_Tasks and exercises_
A) In the profile of pastry chef Laura Sawicki, duplicate the passage that opens with the words containing "Her eureka! moment" and closes with "at the restaurant.".
B) According to the profile of Laura Sawicki, why was she out of work for months after leaving Paloma? Answer in one to three sentences.

_Supplied text_
★ ★ ★

How do you win a James Beard Award?
If you’re Laura Sawicki, the route to the food industry equivalent of an Oscar begins in Westport. It also runs through Texas, and includes an art history major, an electrical fire and a broken wrist.
After graduating from Staples in 1997, Laura headed to Colorado College. That art history degree led to entry-level — and not very fulfilling — jobs.
Her eureka! moment came while leafing through a food magazine at a doctor’s office. (No, that’s not the broken wrist part.)
Soon after, she enrolled in culinary school. Then came pastry jobs at Craftbar (Manhattan), Marlow & Sons (Brooklyn) and Paloma. But that Greenpoint restaurant went up in flames on Election Night 2008.
As Laura raced outside, she fell and broke her wrist. She was jobless for months during physical therapy.
But sweet things happened to the pastry chef. She was asked to consult on a project in Austin. From there, she was invited to run all the pastry at the restaurant.
That was 2009. She’s loved her life and work in the Lone Star State ever since.

★ ★ ★

_Data shown_

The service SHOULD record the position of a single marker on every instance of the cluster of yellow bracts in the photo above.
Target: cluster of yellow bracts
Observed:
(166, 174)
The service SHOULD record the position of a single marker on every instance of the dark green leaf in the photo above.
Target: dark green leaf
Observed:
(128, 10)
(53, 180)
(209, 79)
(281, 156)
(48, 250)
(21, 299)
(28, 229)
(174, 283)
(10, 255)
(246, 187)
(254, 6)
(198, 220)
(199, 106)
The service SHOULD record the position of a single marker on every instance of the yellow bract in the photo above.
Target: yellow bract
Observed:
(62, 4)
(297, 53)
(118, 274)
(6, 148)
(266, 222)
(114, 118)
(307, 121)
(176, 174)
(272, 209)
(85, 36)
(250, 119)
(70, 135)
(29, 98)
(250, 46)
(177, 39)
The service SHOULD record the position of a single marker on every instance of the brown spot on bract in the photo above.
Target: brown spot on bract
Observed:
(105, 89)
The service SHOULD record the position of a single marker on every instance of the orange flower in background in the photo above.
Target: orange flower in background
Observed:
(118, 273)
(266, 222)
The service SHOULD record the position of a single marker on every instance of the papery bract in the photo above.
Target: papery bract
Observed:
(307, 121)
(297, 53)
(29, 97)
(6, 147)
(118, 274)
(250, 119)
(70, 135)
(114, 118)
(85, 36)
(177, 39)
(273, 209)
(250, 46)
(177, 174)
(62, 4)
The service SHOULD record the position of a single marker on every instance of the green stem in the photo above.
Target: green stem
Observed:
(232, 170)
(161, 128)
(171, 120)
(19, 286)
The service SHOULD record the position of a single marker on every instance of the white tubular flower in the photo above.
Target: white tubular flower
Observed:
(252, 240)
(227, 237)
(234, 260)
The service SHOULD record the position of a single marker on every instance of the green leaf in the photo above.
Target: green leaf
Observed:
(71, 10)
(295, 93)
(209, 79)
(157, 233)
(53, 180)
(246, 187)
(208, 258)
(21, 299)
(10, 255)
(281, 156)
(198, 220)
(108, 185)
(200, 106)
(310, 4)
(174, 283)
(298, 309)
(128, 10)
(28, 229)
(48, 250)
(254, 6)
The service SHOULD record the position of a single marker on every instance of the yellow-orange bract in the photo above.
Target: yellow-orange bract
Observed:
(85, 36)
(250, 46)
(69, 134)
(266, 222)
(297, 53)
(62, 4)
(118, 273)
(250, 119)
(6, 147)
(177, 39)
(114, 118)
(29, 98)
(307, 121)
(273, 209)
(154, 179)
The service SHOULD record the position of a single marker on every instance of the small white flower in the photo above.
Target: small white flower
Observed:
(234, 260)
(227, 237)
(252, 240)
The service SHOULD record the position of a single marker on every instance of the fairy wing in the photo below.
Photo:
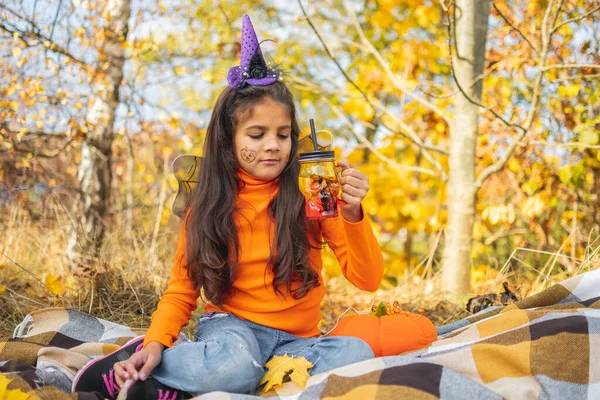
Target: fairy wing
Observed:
(186, 168)
(187, 172)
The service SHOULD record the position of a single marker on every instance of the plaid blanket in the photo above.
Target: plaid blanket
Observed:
(544, 347)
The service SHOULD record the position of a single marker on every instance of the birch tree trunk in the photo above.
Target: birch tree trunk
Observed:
(469, 32)
(95, 169)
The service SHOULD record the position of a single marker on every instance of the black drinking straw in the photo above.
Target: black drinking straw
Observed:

★ ★ ★

_List of solutions_
A)
Her eureka! moment came while leafing through a food magazine at a doctor’s office. (No, that’s not the broken wrist part.)
Soon after, she enrolled in culinary school. Then came pastry jobs at Craftbar (Manhattan), Marlow & Sons (Brooklyn) and Paloma. But that Greenpoint restaurant went up in flames on Election Night 2008.
As Laura raced outside, she fell and broke her wrist. She was jobless for months during physical therapy.
But sweet things happened to the pastry chef. She was asked to consult on a project in Austin. From there, she was invited to run all the pastry at the restaurant.

B) Paloma, the Greenpoint restaurant where she worked, went up in flames on Election Night 2008, and as she raced outside she fell and broke her wrist. She was then jobless for months during physical therapy.